Records supplied section start

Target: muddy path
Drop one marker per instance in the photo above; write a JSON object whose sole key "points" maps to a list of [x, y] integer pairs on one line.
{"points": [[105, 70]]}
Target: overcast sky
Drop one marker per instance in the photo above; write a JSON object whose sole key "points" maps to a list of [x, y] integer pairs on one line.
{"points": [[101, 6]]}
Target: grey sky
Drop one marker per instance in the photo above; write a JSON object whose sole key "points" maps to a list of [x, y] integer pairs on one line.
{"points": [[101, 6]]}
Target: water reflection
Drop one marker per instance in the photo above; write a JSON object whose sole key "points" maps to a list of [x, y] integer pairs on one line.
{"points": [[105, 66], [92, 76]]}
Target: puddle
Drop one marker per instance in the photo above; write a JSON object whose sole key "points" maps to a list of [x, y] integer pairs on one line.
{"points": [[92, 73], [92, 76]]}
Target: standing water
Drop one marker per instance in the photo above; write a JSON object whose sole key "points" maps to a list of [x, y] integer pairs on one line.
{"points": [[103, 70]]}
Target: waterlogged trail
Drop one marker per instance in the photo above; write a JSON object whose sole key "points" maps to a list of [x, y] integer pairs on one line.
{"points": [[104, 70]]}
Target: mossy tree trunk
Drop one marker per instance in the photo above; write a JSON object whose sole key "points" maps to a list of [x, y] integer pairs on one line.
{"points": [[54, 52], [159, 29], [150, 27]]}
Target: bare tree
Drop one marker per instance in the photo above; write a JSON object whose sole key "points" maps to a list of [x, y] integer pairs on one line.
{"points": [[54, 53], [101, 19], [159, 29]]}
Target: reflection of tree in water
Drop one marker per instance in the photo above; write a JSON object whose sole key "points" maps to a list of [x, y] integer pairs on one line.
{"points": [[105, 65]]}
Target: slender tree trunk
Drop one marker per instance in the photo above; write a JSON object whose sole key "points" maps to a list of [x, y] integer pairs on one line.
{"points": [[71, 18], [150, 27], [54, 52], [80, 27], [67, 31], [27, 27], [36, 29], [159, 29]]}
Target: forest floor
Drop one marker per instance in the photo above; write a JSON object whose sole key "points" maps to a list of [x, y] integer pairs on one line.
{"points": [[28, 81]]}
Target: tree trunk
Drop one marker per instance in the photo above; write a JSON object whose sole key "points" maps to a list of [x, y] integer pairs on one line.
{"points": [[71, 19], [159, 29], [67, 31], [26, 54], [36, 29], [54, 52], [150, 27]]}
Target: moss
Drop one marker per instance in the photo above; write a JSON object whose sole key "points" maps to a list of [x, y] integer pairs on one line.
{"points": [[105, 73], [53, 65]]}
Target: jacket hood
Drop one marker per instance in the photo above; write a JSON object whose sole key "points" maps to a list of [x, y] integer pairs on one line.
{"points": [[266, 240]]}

Records supplied section end
Records supplied section start

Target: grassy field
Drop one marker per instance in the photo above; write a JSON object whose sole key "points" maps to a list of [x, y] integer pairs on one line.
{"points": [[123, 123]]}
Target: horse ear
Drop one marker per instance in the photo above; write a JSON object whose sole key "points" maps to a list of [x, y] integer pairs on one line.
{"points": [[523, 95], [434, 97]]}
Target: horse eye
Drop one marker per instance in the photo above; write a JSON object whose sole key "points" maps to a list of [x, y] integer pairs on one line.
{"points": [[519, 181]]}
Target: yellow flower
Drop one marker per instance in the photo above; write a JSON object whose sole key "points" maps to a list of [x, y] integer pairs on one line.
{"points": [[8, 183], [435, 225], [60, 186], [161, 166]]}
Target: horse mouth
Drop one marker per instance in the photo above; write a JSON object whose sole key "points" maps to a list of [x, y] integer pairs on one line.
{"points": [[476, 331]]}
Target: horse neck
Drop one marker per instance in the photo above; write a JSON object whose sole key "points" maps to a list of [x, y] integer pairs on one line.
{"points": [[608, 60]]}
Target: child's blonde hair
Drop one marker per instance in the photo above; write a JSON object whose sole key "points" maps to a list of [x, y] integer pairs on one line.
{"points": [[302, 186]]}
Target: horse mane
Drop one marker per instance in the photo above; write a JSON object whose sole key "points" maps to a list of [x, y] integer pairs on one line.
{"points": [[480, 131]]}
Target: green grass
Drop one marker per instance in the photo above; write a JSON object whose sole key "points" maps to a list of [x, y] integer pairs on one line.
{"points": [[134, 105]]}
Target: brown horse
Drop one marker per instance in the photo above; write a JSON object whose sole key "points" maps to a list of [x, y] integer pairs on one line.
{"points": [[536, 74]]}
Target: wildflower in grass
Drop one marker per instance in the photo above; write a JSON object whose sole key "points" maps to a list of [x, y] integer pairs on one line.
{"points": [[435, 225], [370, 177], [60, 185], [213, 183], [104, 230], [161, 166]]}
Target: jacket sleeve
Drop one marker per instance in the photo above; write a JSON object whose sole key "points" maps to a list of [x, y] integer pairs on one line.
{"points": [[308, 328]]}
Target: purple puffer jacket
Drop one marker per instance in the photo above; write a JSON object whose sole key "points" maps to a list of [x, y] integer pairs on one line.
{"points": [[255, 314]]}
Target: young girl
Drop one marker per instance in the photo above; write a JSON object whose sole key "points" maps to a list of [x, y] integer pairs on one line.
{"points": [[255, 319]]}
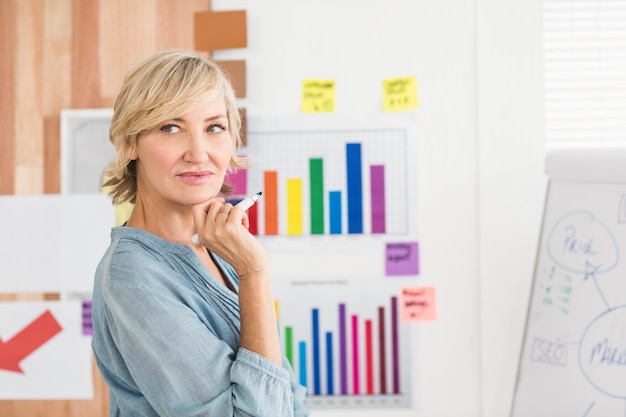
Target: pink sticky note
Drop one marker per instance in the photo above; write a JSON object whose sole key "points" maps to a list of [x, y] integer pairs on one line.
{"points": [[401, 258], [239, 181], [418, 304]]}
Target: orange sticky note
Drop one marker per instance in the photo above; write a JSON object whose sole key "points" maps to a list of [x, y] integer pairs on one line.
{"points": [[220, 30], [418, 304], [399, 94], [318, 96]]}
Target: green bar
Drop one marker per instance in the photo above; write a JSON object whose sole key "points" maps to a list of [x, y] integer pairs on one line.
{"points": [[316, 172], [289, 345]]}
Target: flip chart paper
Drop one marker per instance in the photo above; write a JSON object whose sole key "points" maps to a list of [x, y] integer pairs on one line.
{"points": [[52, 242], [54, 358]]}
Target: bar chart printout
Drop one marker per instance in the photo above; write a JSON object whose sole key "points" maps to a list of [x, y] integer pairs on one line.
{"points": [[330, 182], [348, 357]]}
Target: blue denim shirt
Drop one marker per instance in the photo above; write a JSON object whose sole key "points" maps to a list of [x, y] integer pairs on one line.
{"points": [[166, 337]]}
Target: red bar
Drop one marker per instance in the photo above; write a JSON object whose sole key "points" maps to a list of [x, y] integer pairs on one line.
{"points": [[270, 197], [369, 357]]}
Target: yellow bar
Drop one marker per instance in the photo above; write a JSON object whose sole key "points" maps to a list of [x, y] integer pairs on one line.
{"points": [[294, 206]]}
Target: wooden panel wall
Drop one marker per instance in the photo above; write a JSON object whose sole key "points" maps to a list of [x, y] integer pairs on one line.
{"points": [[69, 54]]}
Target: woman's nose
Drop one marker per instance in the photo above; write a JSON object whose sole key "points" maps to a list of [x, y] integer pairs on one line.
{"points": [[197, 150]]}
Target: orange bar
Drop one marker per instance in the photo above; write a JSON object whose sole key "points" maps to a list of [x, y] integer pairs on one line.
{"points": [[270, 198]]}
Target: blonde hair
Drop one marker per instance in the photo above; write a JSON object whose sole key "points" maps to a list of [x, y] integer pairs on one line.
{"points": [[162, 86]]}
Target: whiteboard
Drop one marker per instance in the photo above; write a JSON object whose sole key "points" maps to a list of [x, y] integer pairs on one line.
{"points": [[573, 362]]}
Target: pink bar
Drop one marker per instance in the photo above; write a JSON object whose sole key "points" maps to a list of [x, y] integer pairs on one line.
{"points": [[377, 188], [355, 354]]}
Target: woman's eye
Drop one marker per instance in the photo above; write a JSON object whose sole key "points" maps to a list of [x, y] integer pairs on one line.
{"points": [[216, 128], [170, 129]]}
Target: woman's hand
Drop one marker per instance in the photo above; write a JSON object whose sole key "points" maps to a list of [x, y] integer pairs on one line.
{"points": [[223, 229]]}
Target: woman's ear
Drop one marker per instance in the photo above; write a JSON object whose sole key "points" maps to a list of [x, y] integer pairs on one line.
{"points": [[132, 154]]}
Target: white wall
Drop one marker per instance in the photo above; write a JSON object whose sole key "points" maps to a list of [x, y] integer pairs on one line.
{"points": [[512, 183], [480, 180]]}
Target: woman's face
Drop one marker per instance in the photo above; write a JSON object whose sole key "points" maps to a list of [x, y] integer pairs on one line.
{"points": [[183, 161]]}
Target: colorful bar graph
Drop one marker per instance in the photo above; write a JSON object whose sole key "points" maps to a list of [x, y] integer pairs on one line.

Records supplied section end
Records supplied section start

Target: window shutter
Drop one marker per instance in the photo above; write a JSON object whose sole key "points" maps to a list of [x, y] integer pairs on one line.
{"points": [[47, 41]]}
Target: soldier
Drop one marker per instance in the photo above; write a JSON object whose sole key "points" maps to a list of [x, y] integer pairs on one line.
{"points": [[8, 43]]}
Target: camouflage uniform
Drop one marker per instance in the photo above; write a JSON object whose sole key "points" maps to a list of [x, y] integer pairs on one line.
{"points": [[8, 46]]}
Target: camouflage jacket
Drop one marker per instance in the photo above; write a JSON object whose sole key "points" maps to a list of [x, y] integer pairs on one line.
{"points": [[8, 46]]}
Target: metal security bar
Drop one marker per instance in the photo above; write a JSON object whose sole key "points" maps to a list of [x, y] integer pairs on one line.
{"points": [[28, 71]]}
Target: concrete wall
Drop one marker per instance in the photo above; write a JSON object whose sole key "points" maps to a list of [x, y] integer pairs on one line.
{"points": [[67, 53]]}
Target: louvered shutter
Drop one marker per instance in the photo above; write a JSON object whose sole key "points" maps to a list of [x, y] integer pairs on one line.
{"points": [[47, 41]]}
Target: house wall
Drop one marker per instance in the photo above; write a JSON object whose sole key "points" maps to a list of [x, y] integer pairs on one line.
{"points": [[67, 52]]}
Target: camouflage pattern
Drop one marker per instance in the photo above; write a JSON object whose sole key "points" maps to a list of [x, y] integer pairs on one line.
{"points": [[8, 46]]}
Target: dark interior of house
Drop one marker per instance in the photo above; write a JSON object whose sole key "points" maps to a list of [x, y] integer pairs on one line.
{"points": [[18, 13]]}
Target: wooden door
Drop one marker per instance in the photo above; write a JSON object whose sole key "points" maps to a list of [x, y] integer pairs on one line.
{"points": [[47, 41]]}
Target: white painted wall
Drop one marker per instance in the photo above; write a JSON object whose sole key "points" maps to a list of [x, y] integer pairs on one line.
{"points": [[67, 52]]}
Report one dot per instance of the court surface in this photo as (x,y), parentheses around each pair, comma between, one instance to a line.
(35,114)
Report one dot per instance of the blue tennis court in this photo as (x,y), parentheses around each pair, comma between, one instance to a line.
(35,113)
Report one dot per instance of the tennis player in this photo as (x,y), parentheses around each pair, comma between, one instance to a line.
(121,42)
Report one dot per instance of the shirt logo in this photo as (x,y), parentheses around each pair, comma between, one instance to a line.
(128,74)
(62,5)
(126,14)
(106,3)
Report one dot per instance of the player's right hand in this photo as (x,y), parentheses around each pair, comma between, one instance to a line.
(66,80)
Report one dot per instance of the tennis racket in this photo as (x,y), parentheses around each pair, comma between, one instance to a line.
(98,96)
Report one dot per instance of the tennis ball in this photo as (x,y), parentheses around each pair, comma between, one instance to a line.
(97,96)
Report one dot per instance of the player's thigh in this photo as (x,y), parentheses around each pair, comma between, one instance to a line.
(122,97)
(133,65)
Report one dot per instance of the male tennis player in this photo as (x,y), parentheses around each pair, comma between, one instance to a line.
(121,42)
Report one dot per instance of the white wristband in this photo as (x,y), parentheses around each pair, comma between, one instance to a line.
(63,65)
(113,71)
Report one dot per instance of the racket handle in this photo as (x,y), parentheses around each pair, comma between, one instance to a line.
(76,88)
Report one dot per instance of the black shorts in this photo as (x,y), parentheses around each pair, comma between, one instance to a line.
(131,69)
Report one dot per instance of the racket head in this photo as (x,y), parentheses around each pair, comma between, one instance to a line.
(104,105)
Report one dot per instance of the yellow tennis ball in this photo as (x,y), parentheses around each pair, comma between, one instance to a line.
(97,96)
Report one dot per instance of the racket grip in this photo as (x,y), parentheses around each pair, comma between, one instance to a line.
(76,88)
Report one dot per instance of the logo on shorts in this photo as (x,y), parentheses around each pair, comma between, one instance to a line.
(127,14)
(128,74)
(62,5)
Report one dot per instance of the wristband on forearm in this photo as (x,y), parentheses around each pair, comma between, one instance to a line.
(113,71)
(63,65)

Records supplied section end

--- Exercise ---
Please output exactly the lines between the one holding "Target: muddy path" and the one holding "Target: water reflection" in the records above, inclusive, and nothing more.

--- Completed exercise ---
Target: muddy path
Drop one marker per instance in the photo above; write a JSON object whose sole key "points" maps to a list of [x, y] integer pairs on one line.
{"points": [[105, 70]]}
Target: overcast sky
Drop one marker per instance in the photo above; write a JSON object whose sole key "points" maps to a list of [x, y] integer pairs on one line.
{"points": [[101, 6]]}
Target: grey sky
Drop one marker per instance in the photo above; write a JSON object whose sole key "points" maps to a list of [x, y] integer pairs on one line.
{"points": [[101, 6]]}
Target: water reflection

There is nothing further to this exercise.